• _WHAT NEEDS TO BE DONE_
Could you copy the records below exactly, keeping none of the images?

• _Data records_
########

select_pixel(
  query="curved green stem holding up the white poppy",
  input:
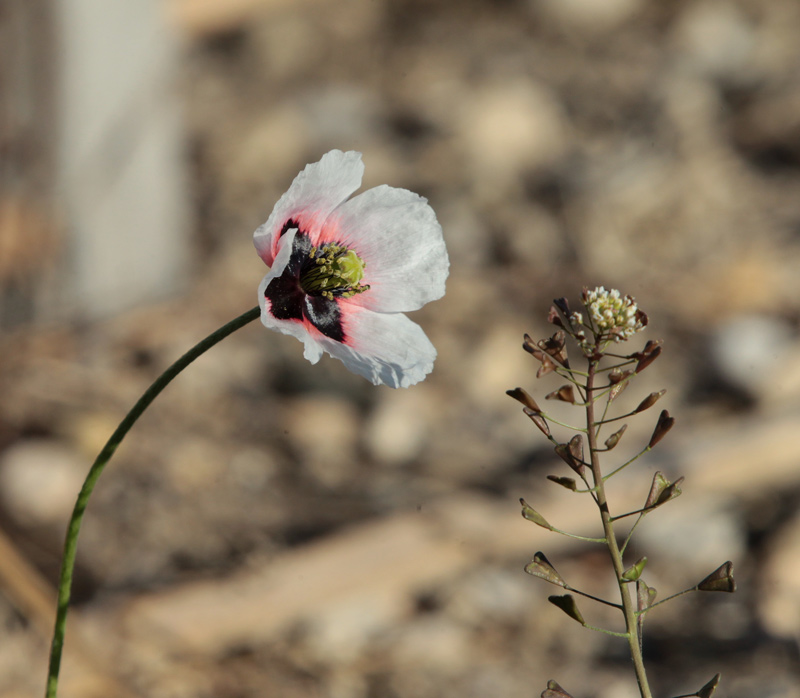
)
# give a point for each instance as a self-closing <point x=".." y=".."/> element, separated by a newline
<point x="71" y="541"/>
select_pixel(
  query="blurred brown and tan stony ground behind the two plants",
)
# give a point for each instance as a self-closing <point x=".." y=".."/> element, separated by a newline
<point x="276" y="529"/>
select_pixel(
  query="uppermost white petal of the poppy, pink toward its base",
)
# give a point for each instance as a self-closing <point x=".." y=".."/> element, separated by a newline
<point x="314" y="193"/>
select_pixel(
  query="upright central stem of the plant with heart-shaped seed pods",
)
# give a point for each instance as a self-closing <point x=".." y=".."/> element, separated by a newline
<point x="628" y="608"/>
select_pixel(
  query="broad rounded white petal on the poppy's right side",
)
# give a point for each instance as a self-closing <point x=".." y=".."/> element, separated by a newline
<point x="396" y="233"/>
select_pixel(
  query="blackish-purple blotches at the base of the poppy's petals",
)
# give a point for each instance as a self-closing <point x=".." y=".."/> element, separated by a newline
<point x="290" y="301"/>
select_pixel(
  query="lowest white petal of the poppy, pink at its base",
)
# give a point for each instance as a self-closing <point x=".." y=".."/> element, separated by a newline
<point x="386" y="349"/>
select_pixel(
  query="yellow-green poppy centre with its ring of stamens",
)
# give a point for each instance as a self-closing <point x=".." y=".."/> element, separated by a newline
<point x="333" y="271"/>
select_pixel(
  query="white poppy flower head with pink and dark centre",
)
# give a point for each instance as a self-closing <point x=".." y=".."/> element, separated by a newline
<point x="343" y="271"/>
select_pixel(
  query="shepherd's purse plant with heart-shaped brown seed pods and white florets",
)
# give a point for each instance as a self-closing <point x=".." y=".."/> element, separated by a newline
<point x="608" y="320"/>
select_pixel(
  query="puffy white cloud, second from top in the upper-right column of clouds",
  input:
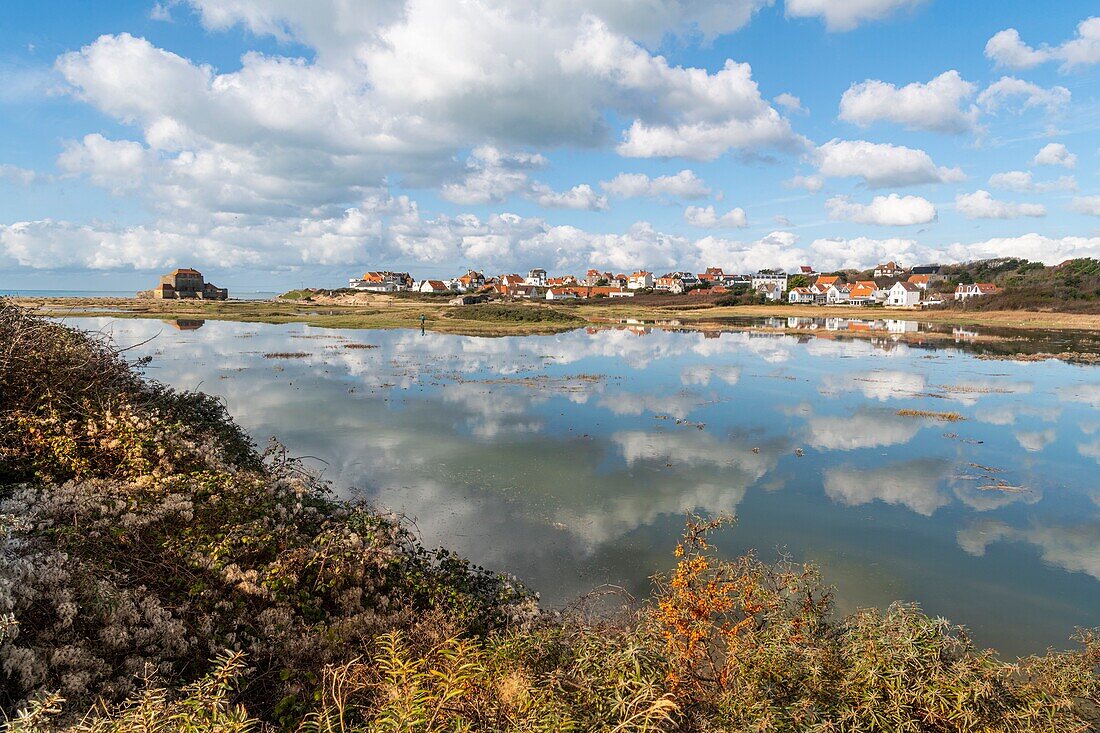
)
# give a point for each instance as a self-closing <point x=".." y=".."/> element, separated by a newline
<point x="938" y="106"/>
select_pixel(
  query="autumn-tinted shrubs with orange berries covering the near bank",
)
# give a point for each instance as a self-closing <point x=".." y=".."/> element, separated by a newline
<point x="160" y="574"/>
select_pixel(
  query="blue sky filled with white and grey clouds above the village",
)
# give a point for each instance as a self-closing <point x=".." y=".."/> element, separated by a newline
<point x="279" y="144"/>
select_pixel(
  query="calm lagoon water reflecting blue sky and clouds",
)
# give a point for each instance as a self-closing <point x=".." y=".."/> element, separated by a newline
<point x="571" y="461"/>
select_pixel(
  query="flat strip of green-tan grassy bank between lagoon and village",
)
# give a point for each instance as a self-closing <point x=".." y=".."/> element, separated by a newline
<point x="366" y="311"/>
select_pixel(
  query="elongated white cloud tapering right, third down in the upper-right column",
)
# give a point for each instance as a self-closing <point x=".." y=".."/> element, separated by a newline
<point x="882" y="166"/>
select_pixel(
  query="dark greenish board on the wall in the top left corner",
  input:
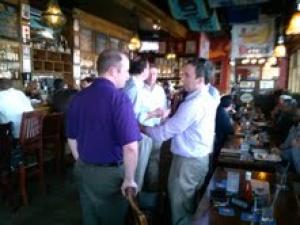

########

• _ANSWER TO THIS PROBLEM_
select_pixel(
  query="curved green stem holding up the white poppy",
  input:
)
# give a point for each instance as a self-closing <point x=".." y=".."/> element, separated by a newline
<point x="71" y="541"/>
select_pixel(
  query="blurred brown and tan stony ground behind the two plants",
)
# give a point for each instance as a self-closing <point x=".." y=".."/> element, separated by a newline
<point x="276" y="529"/>
select_pixel(
  query="uppermost white petal of the poppy, pink toward its base",
)
# give a point for each instance as a self-closing <point x=".." y=".."/> element, separated by a newline
<point x="314" y="193"/>
select_pixel(
  query="upright central stem of the plant with heart-shaped seed pods",
)
# give a point for each instance as a self-closing <point x=".." y=".."/> element, separated by a newline
<point x="628" y="608"/>
select_pixel(
  query="broad rounded white petal on the poppy's right side",
)
# give a point for each instance as a self-closing <point x=".." y=".."/> element, separated by a newline
<point x="396" y="233"/>
select_pixel(
  query="blackish-purple blotches at the base of the poppy's petals",
)
# give a point for each instance as a self-closing <point x=".." y=".."/> element, separated by a newline
<point x="290" y="301"/>
select_pixel(
  query="lowest white petal of the poppy, pink at its base",
)
# give a point for each instance as a self-closing <point x=".." y=".."/> element, separated by a newline
<point x="386" y="349"/>
select_pixel(
  query="yellow-green poppy centre with its ring of stamens",
)
# give a point for each instance as a self-closing <point x=".." y=".."/> element, separated by a newline
<point x="333" y="271"/>
select_pixel(
  query="white poppy flower head with pink and dark centre",
)
# give a point for each instance as a self-closing <point x=".." y=".."/> element, separated by a newline
<point x="343" y="271"/>
select_pixel(
  query="shepherd's purse plant with heart-shaped brown seed pods and white florets",
)
# give a point for each instance as a self-closing <point x=".." y=".."/> element, separated by a newline
<point x="608" y="320"/>
select_pixel(
  query="puffy white cloud, second from top in the upper-right column of clouds",
  input:
)
# give a point for each instance as a self-closing <point x=".." y=".."/> element, separated by a newline
<point x="938" y="106"/>
select_pixel(
  query="autumn-tinted shrubs with orange berries covering the near bank",
)
# give a point for each instance as a self-closing <point x=".." y=".."/> element, separated by a newline
<point x="160" y="574"/>
select_pixel(
  query="blue sky filled with white and grey clouds above the village",
)
# give a point for each instance as a self-closing <point x=".." y=".."/> element, separated by a newline
<point x="279" y="144"/>
select_pixel(
  query="calm lagoon water reflecting blue sky and clouds",
)
# give a point for each instance as a self-closing <point x=".." y=".."/> element, separated by a newline
<point x="571" y="461"/>
select_pixel(
  query="flat strip of green-tan grassy bank between lagoon and village",
)
# give a point for each instance as a self-closing <point x=".." y=".."/> element, separated by a newline
<point x="366" y="311"/>
select_pixel(
  query="elongated white cloud tapering right, third down in the upper-right column",
)
# give a point for each instance as a self-closing <point x=".." y=".."/> element, separated by a newline
<point x="882" y="166"/>
select_pixel(
  query="dark greenish board on the wall in the top left corner",
  input:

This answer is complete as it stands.